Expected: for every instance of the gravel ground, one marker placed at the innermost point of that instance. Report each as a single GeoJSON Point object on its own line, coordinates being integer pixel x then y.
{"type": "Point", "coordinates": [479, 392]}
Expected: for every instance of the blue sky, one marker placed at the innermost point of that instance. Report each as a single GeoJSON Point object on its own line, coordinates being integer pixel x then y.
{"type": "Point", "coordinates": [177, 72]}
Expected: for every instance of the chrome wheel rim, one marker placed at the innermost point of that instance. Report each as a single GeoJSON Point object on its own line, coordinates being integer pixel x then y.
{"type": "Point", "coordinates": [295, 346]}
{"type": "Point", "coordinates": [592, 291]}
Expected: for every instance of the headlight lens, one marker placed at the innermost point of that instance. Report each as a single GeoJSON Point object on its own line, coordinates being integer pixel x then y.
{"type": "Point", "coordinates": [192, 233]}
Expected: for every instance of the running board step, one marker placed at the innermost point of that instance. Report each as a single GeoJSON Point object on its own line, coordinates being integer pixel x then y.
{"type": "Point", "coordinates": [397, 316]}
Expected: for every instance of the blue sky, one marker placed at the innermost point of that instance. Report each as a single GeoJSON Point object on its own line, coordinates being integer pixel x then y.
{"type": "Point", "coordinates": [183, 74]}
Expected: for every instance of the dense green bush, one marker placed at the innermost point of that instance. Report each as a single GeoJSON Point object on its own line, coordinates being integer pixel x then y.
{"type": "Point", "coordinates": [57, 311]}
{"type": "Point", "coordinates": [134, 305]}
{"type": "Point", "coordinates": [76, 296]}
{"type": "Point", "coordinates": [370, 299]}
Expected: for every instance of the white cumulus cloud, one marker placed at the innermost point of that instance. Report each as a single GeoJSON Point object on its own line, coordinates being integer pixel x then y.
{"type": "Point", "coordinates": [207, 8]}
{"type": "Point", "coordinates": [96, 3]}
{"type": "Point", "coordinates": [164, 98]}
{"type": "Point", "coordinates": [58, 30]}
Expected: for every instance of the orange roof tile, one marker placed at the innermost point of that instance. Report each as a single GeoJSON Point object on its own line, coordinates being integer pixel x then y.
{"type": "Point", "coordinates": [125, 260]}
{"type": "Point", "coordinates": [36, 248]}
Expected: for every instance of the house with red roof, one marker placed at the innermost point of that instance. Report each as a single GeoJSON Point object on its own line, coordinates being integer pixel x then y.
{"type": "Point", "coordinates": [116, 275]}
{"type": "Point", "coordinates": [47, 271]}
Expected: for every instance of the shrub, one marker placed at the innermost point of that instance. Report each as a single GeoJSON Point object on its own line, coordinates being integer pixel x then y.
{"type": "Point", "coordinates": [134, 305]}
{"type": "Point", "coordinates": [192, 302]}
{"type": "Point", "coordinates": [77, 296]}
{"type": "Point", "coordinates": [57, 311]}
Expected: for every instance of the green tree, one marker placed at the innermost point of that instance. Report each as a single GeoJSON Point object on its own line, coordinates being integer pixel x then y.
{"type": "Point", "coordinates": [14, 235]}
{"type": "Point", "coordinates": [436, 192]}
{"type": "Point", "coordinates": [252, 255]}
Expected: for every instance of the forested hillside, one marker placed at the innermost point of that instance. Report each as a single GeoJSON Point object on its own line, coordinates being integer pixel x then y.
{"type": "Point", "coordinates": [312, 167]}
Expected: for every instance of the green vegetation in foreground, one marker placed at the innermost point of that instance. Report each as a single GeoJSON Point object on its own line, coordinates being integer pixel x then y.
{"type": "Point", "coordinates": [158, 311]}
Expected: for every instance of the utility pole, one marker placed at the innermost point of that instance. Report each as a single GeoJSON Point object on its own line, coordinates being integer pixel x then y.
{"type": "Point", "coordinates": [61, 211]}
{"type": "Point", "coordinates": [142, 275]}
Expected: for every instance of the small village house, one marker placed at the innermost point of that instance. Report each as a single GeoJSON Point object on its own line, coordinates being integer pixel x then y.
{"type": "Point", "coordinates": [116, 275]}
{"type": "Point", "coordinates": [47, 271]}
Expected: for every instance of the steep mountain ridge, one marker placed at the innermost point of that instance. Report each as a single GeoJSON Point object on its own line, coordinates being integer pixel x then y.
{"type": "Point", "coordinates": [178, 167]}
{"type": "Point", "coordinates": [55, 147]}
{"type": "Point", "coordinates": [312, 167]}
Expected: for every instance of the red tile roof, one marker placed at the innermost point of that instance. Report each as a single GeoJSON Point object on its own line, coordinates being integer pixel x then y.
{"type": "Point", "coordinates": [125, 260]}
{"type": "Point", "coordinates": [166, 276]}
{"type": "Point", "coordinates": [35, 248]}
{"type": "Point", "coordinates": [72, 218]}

════════════════════

_Exercise goal:_ Write every line of the material above again, exactly.

_Complete answer:_
Expected: for every instance of the gravel ground, one marker placed at the innermost point of that instance. Report each as a single GeoJSON Point object on its own line, coordinates being integer pixel x then y.
{"type": "Point", "coordinates": [479, 392]}
Expected: for every instance of the blue sky, one marker placed at the innermost point of that instance. Report each as a single GeoJSON Point object on its own line, coordinates being integer pixel x then y.
{"type": "Point", "coordinates": [177, 72]}
Expected: for every instance of the chrome wheel rim, one marker placed at the innermost point of that instance. Report each as a single GeoJSON Point object on its own line, coordinates being integer pixel x then y.
{"type": "Point", "coordinates": [295, 346]}
{"type": "Point", "coordinates": [592, 291]}
Expected: for every instance of the headlight lens, one marker placed at the innermost point of that instance. Report each as a single GeoJSON Point object on its own line, coordinates being integer pixel x then y.
{"type": "Point", "coordinates": [192, 233]}
Expected: for every instance of the running board step, one marker placed at the innermost point of that instance. Report each as a single GeoJSON Point object on its own line, coordinates being integer pixel x then y.
{"type": "Point", "coordinates": [397, 316]}
Expected: for every instance of the blue sky, one marker placed at the innermost point of that instance. Report each as a single GeoJSON Point object on its own line, coordinates being integer pixel x then y.
{"type": "Point", "coordinates": [183, 74]}
Expected: for every instance of the dense green bush, one marker placed at the innermost point of that instance. Report each as a single GeoJSON Point object on its own line, coordinates being integer pixel x then y.
{"type": "Point", "coordinates": [57, 311]}
{"type": "Point", "coordinates": [134, 305]}
{"type": "Point", "coordinates": [76, 296]}
{"type": "Point", "coordinates": [370, 299]}
Expected: for every instance of the white cumulus cloud, one marker placed at the innermost point of that instance. Report each as a single GeoJSON Point object on its own line, coordinates being integer pixel x then y.
{"type": "Point", "coordinates": [207, 8]}
{"type": "Point", "coordinates": [96, 3]}
{"type": "Point", "coordinates": [164, 98]}
{"type": "Point", "coordinates": [58, 30]}
Expected: for every instance of the orange roof tile, one marker placed at the innermost point of that instance. Report each as a single GeoJSON Point object on its own line, coordinates being integer pixel x then y.
{"type": "Point", "coordinates": [125, 260]}
{"type": "Point", "coordinates": [36, 248]}
Expected: for every instance of the house with red roof, one marker placed at the innermost point of that instance. Report each as a single GeoJSON Point object on its own line, coordinates being integer pixel x then y.
{"type": "Point", "coordinates": [116, 275]}
{"type": "Point", "coordinates": [47, 271]}
Expected: for every instance of the shrub, one marker placed at the innermost point of that instance. Report each as a single GeoJSON Point object on its own line, coordinates being integer pixel x then y.
{"type": "Point", "coordinates": [134, 305]}
{"type": "Point", "coordinates": [192, 302]}
{"type": "Point", "coordinates": [77, 296]}
{"type": "Point", "coordinates": [57, 311]}
Expected: for every instance of the green tree, one marker placed at the innermost point of that instance. Report each as a single GeoJSON Point object on its own line, coordinates being integer pixel x then y.
{"type": "Point", "coordinates": [14, 235]}
{"type": "Point", "coordinates": [436, 192]}
{"type": "Point", "coordinates": [252, 255]}
Expected: for every instance of the forested hillside, one marker placed at the innermost point of that instance. Report each as a single GeoJSON Point object on its own line, coordinates being integer pixel x then y.
{"type": "Point", "coordinates": [312, 167]}
Expected: for every instance of the green vegetation in foreground, one marker placed at the innermost point of that instance. Report each as a single GeoJSON Point object on its own line, coordinates being integer pixel x then y.
{"type": "Point", "coordinates": [158, 311]}
Expected: for every instance of the utility pole, one marker placed at the innermost point of that instance. Report each as a single GeoJSON Point object on its own line, coordinates being integer pixel x then y.
{"type": "Point", "coordinates": [61, 211]}
{"type": "Point", "coordinates": [142, 275]}
Expected: for every instance of the small village house, one marker placed at the innermost point of that instance. Report each as a single GeoJSON Point object on its own line, coordinates being integer pixel x then y.
{"type": "Point", "coordinates": [116, 275]}
{"type": "Point", "coordinates": [47, 271]}
Expected: for every instance of the steep mountain ridge, one marker placed at the innermost point of that instance. Report each as a single GeoJSON Point object on its own line, coordinates being integer pixel x then y.
{"type": "Point", "coordinates": [178, 167]}
{"type": "Point", "coordinates": [55, 147]}
{"type": "Point", "coordinates": [312, 167]}
Expected: for every instance of the red tile roof, one marker placed at the innermost point of that instance. Report each as a single GeoJSON Point object on its own line, coordinates being integer pixel x then y.
{"type": "Point", "coordinates": [125, 260]}
{"type": "Point", "coordinates": [166, 276]}
{"type": "Point", "coordinates": [35, 248]}
{"type": "Point", "coordinates": [72, 218]}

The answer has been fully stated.